### Tasks
**1.** Decide whether each statement below agrees with the text on NHEJ pathways. For each, answer yes or no and quote the deciding words of the text. (a) In purified biochemical systems, the nuclease, polymerases, and ligase of NHEJ can work independently of one another. (b) In mice lacking components of the XLF:XRCC4:DNA ligase IV complex, the observed joining events use terminal microhomology less often. (c) About half of p53 mutations in human cancers consist of deletions that might represent sites of NHEJ.
**2.** Return, word for word, the part of the text on NHEJ pathways that opens with the words containing "Because NHEJ is" and closes with "of NHEJ 58.".

Are there alternative NHEJ pathways?

In purified biochemical systems, the nuclease, polymerases, and ligase of NHEJ can function independently of one another. Each can even function somewhat independently of Ku, although their efficiency of loading at a DNA end is not as high as that at a Ku:DNA end 22. Hence, when one NHEJ component is missing in vivo, the other NHEJ components remain, and may be able to carry out their function. In mice lacking components of the XLF:XRCC4:DNA ligase IV complex, the joining events that are observed (at chromosomal translocation sites or CSR sites, for example) show a higher frequency and greater length of terminal microhomology usage 57. This may be because the less efficient joining involves more resection of the DNA ends and more opportunity for microhomology searches. One could term such joining events as ligase IV-independent NHEJ, rather than by some other phrases such as microhomology-mediated end joining (MMEJ) or alternative NHEJ (A-NHEJ or Alt-NHEJ) or backup NHEJ (B-NHEJ). As described in the previous section, corresponding enzymes (in this case, ligase I or ligase III) may participate when the primary NHEJ enzyme is missing.

Roles of NHEJ in cancer and aging

Because NHEJ is imprecise, any site at which it acts results in restoration of the chromosome structural integrity, but in loss of a few nucleotides at the site. This loss of information at that repair site might be thought of as an 'information scar', and these scars will accumulate randomly throughout each cell's genome over time. These somatic mutations would be expected to contribute to the dysfunction of the cell, which might represent one potential contributor to biological aging. A subset of mutations might contribute to excessive cell proliferation (neoplasia). Interestingly, about 10% of p53 mutations in human cancers consist of deletions that might represent sites of NHEJ 58.

### Records
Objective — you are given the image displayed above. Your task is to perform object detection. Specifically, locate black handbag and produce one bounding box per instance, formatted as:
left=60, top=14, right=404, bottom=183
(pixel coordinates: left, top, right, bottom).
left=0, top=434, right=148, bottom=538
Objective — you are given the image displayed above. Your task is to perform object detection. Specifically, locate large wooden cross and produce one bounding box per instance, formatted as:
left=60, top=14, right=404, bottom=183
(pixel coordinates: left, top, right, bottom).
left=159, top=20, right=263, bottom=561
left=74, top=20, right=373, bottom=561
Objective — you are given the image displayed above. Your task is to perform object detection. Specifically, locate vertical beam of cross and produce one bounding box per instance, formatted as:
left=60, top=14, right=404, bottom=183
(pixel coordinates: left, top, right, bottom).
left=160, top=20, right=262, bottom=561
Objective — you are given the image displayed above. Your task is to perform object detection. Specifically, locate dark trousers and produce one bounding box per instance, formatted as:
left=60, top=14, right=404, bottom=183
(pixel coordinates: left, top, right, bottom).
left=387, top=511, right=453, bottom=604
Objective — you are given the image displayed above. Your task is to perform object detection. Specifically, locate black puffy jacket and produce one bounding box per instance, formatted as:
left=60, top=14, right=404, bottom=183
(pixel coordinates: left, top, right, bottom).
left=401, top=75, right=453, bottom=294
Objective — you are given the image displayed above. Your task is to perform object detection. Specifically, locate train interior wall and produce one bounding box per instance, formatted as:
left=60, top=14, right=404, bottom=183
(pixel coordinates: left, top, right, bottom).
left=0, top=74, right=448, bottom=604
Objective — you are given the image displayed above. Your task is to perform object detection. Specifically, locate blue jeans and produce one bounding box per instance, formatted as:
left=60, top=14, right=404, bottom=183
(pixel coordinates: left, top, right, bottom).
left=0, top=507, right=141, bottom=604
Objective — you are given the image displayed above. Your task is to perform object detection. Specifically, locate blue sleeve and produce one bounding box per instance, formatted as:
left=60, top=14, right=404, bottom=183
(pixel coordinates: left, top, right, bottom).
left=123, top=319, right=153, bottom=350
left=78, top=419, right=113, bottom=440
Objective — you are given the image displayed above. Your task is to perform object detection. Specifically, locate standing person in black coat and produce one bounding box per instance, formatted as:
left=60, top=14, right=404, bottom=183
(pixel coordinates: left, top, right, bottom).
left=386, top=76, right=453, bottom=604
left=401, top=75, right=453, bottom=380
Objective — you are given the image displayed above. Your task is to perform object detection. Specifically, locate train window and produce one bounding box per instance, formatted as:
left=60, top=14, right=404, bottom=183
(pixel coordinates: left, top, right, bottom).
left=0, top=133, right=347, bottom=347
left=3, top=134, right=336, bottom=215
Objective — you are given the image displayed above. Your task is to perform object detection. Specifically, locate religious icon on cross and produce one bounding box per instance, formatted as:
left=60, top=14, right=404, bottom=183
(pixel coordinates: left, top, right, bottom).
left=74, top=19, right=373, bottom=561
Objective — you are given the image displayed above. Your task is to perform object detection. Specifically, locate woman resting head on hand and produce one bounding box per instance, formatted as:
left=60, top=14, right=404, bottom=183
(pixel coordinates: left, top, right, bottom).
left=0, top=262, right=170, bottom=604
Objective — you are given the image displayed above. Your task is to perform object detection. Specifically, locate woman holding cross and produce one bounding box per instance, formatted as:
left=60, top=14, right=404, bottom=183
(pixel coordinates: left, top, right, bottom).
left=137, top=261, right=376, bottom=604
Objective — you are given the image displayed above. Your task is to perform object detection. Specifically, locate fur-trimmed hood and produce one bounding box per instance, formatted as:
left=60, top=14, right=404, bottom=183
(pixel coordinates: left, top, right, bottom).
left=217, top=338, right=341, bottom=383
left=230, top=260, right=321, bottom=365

### Activity answers
**1.**
(a) Yes: "In purified biochemical systems, the nuclease, polymerases, and ligase of NHEJ can function independently of one another."
(b) No: "show a higher frequency and greater length of terminal microhomology usage"
(c) No: "about 10% of p53 mutations in human cancers consist of deletions that might represent sites of NHEJ"

**2.**
Because NHEJ is imprecise, any site at which it acts results in restoration of the chromosome structural integrity, but in loss of a few nucleotides at the site. This loss of information at that repair site might be thought of as an 'information scar', and these scars will accumulate randomly throughout each cell's genome over time. These somatic mutations would be expected to contribute to the dysfunction of the cell, which might represent one potential contributor to biological aging. A subset of mutations might contribute to excessive cell proliferation (neoplasia). Interestingly, about 10% of p53 mutations in human cancers consist of deletions that might represent sites of NHEJ 58.